Lincoln Cathedral Centre will close in its current form from the end of the financial year after “the very painful decision” was taken by the Chapter and the board.
The centre has been relying on the “dedication of a skeleton staff” in recent months and will work with them to look at options.
The centre, located in the 13th century building on Minster Yard in Lincoln, was taken over by the Cathedral around 15 years ago.
It hosts conferences and meetings, as well as retirement and birthday parties. The venue also holds coroner’s inquests.
The venue will honour a number of future bookings and the centre will be available wherever possible for internal use by Cathedral groups and meetings.
A statement from Lincoln Cathedral said: “The centre has been a beautiful and popular asset to the Cathedral since it was opened around 15 years ago, and remains a jewel in the Cathedral close.
“Over the years, the Cathedral Centre has continually adapted and changed to be the best it can be, and to serve the community and other organisations by offering excellent hospitality.
“That, however, has taken a huge amount of dedication and skill from the team of staff and volunteers for a return to the Cathedral which, at best, over the years, has been marginal.
“The Chapter, and the board of Lincoln Minster Shops (which runs the Cathedral’s commercial activities), have kept the centre under review for some time.
“A professional review was commissioned last year to understand the possibilities for the centre once the Old Deanery Visitor Centre opens as part of the Connected project in early 2020.
“The Chapter and the board have taken the very painful decision to close the centre in its current form from the end of this financial year.

▸ **Supplied data**:
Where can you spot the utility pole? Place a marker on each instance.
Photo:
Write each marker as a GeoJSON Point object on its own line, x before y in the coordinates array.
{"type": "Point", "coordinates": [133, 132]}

▸ **Problems to work on**:
A. According to the Lincoln Cathedral Centre article, about how long ago did the Cathedral take over the centre?
B. Echo the Lincoln Cathedral Centre article between "The centre has been relying" and "15 years ago.", inclusive.
Rely on the Lincoln Cathedral Centre article alone.

▸ **Expected outputs**:
A. Around 15 years ago.

B.
The centre has been relying on the “dedication of a skeleton staff” in recent months and will work with them to look at options.
The centre, located in the 13th century building on Minster Yard in Lincoln, was taken over by the Cathedral around 15 years ago.